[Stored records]
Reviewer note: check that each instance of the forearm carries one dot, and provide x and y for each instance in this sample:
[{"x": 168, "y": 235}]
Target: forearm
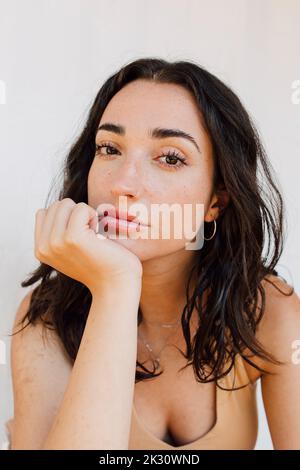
[{"x": 95, "y": 412}]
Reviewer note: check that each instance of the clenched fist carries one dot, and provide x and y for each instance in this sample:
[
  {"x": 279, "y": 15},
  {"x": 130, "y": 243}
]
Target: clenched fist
[{"x": 65, "y": 238}]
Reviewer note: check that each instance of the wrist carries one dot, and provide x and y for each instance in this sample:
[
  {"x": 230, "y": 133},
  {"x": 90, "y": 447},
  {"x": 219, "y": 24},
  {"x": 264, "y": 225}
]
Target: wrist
[{"x": 117, "y": 286}]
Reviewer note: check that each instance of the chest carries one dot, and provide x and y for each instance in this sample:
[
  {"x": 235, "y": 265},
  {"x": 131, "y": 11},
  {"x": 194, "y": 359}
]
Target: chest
[{"x": 174, "y": 407}]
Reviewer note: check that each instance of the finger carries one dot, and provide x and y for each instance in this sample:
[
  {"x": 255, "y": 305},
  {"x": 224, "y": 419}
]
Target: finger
[
  {"x": 48, "y": 223},
  {"x": 82, "y": 217}
]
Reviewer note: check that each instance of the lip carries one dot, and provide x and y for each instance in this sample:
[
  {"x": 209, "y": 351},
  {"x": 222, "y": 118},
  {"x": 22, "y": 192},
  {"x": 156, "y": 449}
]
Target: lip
[
  {"x": 121, "y": 216},
  {"x": 121, "y": 225}
]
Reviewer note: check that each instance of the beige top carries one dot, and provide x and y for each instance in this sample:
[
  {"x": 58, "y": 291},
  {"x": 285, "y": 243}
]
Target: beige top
[{"x": 236, "y": 424}]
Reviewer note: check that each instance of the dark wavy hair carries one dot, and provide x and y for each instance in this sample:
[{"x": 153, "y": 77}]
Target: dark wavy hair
[{"x": 230, "y": 267}]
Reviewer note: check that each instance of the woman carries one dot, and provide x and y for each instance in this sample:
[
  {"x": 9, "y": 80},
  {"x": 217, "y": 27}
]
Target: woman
[{"x": 125, "y": 318}]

▸ **What the task asks**
Can you print the listing above again, line for line and complete, omitting the pictures?

▸ **The reply**
Reviewer note: check that each instance of the forearm carries one dot, and provide x and y for each instance in this sample:
[{"x": 168, "y": 235}]
Target: forearm
[{"x": 95, "y": 412}]
Reviewer note: check that each instance of the clenched fist carries one dot, and provide x and y for each instance in this sample:
[
  {"x": 279, "y": 15},
  {"x": 130, "y": 243}
]
Target: clenched fist
[{"x": 65, "y": 238}]
Reviewer note: check that each instance of the wrist carries one dot, and provide x and y for each instance in this sample:
[
  {"x": 230, "y": 133},
  {"x": 90, "y": 447},
  {"x": 219, "y": 24},
  {"x": 264, "y": 225}
]
Target: wrist
[{"x": 117, "y": 286}]
Reviewer note: check that each instance of the chest carries one dot, and provide x and y for each instance in this sample:
[
  {"x": 235, "y": 265},
  {"x": 131, "y": 11},
  {"x": 194, "y": 359}
]
Target: chest
[{"x": 174, "y": 407}]
Reviewer note: check that each instance of the finger carries one dot, and provide x and y for each instance in this sample:
[
  {"x": 255, "y": 305},
  {"x": 224, "y": 419}
]
Target: finger
[
  {"x": 48, "y": 223},
  {"x": 82, "y": 217}
]
Reviewer note: check that each instance of the lip carries one dot, and provide x and y for each instance in this sample:
[
  {"x": 209, "y": 351},
  {"x": 222, "y": 118},
  {"x": 22, "y": 192},
  {"x": 156, "y": 449}
]
Target: lip
[
  {"x": 121, "y": 216},
  {"x": 121, "y": 225}
]
Reviewer note: check that each instance of the beige top carries one dot, and provide x and y for each instance in this sample:
[
  {"x": 58, "y": 291},
  {"x": 285, "y": 243}
]
Target: beige top
[{"x": 236, "y": 424}]
Reviewer note: check that each instance of the dark wavy hair carries one dot, and provide x and y for each instance in this sample:
[{"x": 153, "y": 77}]
Target: dark wavy hair
[{"x": 230, "y": 267}]
Reviewer note: check that each instance of the woman carries one dot, and provide x and y for each instance in this sample:
[
  {"x": 9, "y": 80},
  {"x": 217, "y": 27}
]
Target: woman
[{"x": 125, "y": 318}]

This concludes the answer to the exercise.